__EXERCISE REQUIREMENTS__. Go through the entries below and return every line that contains "giraffe".

[Excerpts from a dataset]
=== Section Start ===

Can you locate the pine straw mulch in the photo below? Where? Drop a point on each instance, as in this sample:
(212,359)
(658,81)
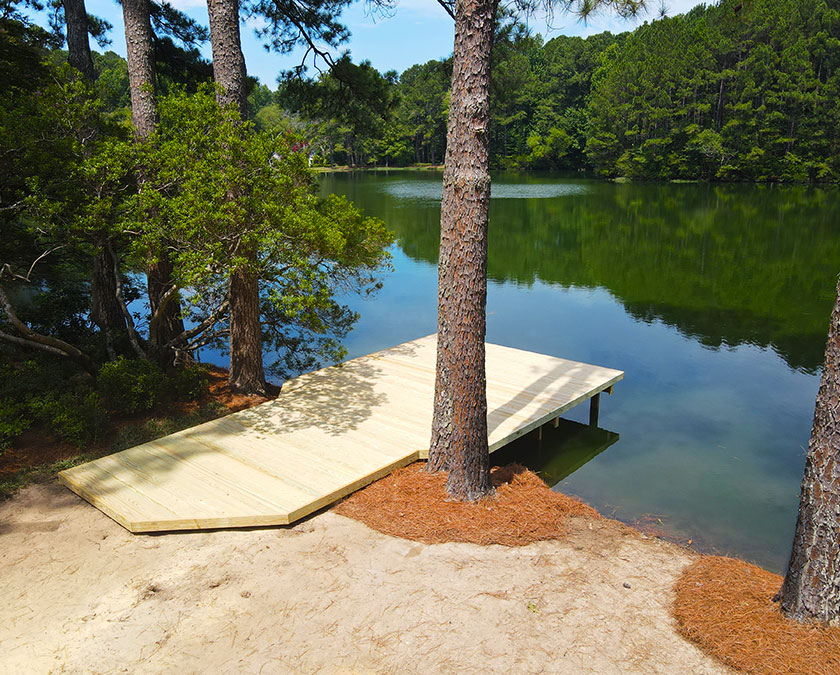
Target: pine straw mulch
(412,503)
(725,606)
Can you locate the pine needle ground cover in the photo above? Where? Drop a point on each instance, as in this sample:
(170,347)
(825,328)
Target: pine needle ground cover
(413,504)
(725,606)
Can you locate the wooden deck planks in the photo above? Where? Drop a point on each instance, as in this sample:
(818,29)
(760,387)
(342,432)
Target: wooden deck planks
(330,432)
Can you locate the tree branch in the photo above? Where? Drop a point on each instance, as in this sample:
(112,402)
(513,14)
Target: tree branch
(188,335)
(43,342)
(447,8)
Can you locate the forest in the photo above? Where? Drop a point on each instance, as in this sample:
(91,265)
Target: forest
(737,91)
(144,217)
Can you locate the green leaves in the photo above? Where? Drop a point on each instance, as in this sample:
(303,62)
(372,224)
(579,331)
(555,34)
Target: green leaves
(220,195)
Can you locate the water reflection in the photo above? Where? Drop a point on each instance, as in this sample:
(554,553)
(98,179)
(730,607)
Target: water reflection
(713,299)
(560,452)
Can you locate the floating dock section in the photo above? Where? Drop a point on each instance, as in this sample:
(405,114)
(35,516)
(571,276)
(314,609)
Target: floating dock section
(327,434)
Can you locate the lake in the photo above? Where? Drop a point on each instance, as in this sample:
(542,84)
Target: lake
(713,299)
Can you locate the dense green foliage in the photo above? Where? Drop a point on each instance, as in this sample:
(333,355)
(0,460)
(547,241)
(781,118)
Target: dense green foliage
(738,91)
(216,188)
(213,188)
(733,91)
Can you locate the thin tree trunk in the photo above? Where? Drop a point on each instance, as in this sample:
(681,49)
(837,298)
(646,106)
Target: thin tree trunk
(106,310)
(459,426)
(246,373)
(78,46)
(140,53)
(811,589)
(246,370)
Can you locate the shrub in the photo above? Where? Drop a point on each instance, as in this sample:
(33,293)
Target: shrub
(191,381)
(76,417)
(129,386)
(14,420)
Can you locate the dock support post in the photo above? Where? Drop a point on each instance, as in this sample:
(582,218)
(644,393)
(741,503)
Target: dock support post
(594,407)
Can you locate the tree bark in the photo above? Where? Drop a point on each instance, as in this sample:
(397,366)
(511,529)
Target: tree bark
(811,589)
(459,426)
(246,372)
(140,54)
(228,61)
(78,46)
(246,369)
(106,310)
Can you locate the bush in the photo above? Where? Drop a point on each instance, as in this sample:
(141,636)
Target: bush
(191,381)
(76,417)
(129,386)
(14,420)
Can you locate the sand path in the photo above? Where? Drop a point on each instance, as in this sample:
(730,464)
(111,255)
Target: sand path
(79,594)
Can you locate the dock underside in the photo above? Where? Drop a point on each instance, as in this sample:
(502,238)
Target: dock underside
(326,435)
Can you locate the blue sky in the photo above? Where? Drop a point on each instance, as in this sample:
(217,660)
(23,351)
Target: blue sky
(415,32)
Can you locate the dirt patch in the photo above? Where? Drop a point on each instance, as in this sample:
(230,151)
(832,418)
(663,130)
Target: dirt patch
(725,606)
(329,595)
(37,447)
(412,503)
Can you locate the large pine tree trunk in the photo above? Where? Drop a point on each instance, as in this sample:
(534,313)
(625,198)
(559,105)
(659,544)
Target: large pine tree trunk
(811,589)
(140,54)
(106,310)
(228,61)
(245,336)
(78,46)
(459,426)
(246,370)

=== Section End ===
=== Section Start ===

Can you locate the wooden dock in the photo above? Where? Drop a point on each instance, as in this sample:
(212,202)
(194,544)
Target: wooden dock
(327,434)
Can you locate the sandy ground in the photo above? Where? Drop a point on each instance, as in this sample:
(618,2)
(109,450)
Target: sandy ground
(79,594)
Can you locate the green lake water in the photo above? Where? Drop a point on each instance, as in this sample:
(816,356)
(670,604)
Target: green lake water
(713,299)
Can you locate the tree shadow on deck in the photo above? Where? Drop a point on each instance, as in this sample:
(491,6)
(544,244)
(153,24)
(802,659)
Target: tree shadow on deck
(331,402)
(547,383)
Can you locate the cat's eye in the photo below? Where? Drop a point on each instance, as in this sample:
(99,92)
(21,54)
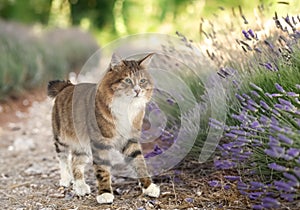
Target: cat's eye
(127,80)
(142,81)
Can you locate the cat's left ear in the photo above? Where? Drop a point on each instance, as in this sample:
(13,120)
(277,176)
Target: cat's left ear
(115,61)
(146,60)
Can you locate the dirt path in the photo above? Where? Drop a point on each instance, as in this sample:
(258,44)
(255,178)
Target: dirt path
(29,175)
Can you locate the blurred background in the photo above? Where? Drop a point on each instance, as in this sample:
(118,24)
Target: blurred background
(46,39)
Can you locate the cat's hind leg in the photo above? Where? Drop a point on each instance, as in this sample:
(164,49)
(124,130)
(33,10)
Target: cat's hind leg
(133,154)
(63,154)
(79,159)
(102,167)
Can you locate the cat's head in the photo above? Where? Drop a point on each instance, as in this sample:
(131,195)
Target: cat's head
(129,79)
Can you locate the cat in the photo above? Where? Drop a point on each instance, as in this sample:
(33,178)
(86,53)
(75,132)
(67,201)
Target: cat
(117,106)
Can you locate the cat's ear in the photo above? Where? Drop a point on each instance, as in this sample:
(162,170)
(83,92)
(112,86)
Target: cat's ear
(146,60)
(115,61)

=== Section End ===
=== Section Start ===

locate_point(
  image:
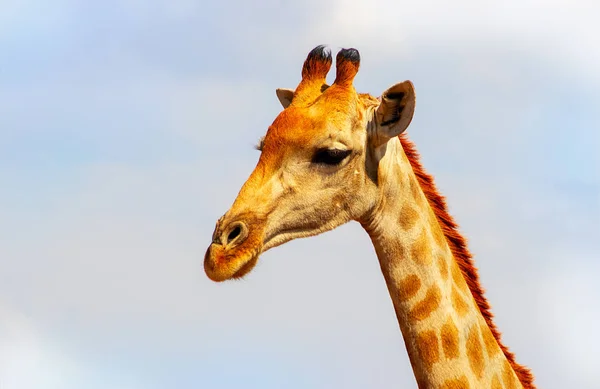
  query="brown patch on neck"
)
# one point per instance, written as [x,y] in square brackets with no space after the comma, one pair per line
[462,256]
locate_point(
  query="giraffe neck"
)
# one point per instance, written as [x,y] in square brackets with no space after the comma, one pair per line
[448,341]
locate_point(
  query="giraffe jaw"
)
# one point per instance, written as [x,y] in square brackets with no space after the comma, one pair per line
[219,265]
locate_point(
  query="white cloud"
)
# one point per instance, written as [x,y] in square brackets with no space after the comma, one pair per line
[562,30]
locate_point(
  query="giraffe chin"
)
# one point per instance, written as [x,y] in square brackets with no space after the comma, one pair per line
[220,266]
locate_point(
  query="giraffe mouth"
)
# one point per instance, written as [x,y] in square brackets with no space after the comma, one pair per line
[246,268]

=== Section End ===

__RESULT OF THIS EXERCISE__.
  query="giraffe neck"
  query="giraffe jaw"
  query="giraffe chin"
  query="giraffe mouth"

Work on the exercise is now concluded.